▶ **TASK OBJECTIVE**:
Produce the full set of records below once more, exactly as they stand.
_ _ _ _
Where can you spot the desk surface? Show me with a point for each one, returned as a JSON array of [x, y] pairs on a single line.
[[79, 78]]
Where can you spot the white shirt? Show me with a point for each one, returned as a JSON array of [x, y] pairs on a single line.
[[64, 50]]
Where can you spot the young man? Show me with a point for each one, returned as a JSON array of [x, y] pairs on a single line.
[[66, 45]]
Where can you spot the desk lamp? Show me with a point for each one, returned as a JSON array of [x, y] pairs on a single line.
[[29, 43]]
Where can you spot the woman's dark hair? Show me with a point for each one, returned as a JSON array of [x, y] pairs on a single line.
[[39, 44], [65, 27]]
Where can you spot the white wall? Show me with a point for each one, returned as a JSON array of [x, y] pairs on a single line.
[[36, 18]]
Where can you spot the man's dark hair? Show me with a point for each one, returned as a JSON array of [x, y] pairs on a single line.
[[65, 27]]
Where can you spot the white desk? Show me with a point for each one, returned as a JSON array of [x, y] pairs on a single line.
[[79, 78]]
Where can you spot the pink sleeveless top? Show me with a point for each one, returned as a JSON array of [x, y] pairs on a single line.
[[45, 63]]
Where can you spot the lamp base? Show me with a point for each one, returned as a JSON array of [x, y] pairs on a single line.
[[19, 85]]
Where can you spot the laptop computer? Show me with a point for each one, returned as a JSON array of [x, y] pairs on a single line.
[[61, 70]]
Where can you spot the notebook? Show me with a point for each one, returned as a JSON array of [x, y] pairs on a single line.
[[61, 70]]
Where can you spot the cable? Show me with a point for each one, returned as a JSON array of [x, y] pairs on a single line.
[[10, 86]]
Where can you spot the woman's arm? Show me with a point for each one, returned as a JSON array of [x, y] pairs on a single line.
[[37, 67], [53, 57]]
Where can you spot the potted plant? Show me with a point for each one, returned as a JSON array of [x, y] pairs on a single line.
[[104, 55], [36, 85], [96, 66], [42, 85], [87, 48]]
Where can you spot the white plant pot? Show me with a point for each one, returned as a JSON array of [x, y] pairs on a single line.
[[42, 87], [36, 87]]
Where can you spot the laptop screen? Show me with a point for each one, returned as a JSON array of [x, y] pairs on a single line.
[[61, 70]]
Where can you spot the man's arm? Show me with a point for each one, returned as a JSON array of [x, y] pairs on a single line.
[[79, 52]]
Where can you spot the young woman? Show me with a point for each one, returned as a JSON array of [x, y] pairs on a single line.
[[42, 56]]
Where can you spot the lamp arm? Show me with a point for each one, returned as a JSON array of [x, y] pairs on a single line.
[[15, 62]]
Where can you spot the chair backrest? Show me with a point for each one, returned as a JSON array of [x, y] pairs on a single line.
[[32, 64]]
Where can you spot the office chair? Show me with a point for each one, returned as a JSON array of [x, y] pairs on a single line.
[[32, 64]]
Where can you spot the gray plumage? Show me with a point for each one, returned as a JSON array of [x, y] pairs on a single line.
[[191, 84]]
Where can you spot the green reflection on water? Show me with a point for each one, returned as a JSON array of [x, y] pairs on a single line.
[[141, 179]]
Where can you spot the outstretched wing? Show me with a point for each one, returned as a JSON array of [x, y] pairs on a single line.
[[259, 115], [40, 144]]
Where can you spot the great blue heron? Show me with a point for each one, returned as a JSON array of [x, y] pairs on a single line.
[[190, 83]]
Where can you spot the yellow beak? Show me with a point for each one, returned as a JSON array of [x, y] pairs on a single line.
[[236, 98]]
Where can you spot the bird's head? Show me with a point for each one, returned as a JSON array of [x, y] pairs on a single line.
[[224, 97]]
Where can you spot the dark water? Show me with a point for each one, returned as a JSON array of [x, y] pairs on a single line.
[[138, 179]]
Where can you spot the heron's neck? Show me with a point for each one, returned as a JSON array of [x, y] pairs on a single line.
_ _ _ _
▶ **RESULT BELOW**:
Where can you spot the desk surface? Show me with a point for each one, returned as a JSON array of [x, y] pairs on a single line.
[[79, 78]]
Where can you spot the white shirt? Show me with a point for each one, returned as a JSON array of [x, y] pairs on a single line.
[[64, 50]]
Where can you spot the young man? Show me with a point for each one, returned as a JSON array of [x, y] pairs on a single line.
[[66, 45]]
Where can you spot the desk lamp? Show me with a point for each one, returned as a JSON array of [x, y] pairs on a single line.
[[29, 43]]
Where can you spot the woman's dark hair? Show me with a point for each one, returned as a JSON array of [x, y] pairs on a single line.
[[39, 44], [65, 27]]
Where can you spot the white wall? Show me with a point for each one, returned as a JSON array of [x, y] pairs on a single line.
[[36, 18]]
Where can you spot the man's dark hair? Show me with a point for each one, returned as a JSON array of [x, y] pairs on a single line.
[[65, 27]]
Where can you spot the white desk? Show me with a point for each one, returned as a JSON array of [x, y] pairs on a single line.
[[79, 78]]
Where can you spot the pink sleeveless top? Show me with a point for each one, returned as a JSON array of [x, y] pairs on a single line.
[[45, 63]]
Where can you spot the lamp base? Show me with a point for each one, returned as a JSON array of [x, y] pairs on a single line.
[[19, 85]]
Where can you spot the laptop computer? Show me with a point for each one, returned as a JSON array of [x, y] pairs on a single line.
[[61, 70]]
Where can you spot the notebook? Show me with a point for each one, returned as a JSON array of [x, y] pairs on a single line.
[[61, 70]]
Where can you spot the cable? Show me with a point for each one, returned as a JSON array of [x, y] pairs on a single line.
[[10, 86]]
Where can you spot the woman's arm? Show me with a point for each one, returned as a JSON array of [x, y] pairs on a single line.
[[37, 67], [53, 57]]
Where can you spot the potted plant? Show me with a point for each one, returned as a JSON array of [x, y] pairs on a single line.
[[104, 55], [36, 85], [96, 66], [42, 85], [87, 48]]
Where can you spot the white plant pot? Show me with a point for each one, returned as a JSON array of [x, y] pairs on a single line.
[[42, 87], [36, 87]]
Where can you spot the laptop screen? Show me with a point for each one, returned as a JSON array of [x, y] pairs on a single line.
[[61, 70]]
Where can you spot the man's arm? Show me with a point for each one, returned as a JSON array of [x, y] pairs on a single line.
[[79, 52]]
Where can you spot the young woman? Show me with a point for each one, returned as a JSON array of [x, y] pairs on a single line.
[[42, 56]]
Where can you spot the lamp arm? Show me with a point for each one, returned as a JSON array of [x, y] pairs on a single line.
[[15, 62]]
Where can you spot the chair backrest? Show me with a point for each one, returned as a JSON array of [x, y] pairs on a single line.
[[32, 64]]
Where can you spot the office chair? Show me with a point for each one, returned as a JSON array of [x, y] pairs on a single line.
[[32, 64]]
Where can you spot the gray plumage? Show me with a point for each one, returned as a JSON array of [x, y] pairs on a single line.
[[191, 84]]
Where can you spot the green reflection on water? Show me with a point for each one, returned as a JSON array of [x, y] pairs on a single line.
[[141, 179]]
Where can you spot the outstretched wing? Show me with a point for each one, returned as a JSON array of [x, y] pairs on a single line.
[[259, 115], [40, 144]]
Where can you spot the great blue heron? Show me with a point for each one, returned as a JSON array of [x, y] pairs on a single line.
[[190, 83]]
Where can you spot the yellow beak? Show me with a point for each one, returned as a JSON array of [x, y] pairs on a single line.
[[236, 98]]
Where can you spot the bird's head? Show me with a point for each one, returned as a JSON array of [x, y] pairs on a single line.
[[224, 97]]
Where can you spot the dark water? Show me with a point for each one, returned as a JSON array of [x, y] pairs on a single line.
[[138, 179]]
Where can you spot the heron's neck? Show me with a point for each one, returned as a JSON array of [x, y] pairs on a single line.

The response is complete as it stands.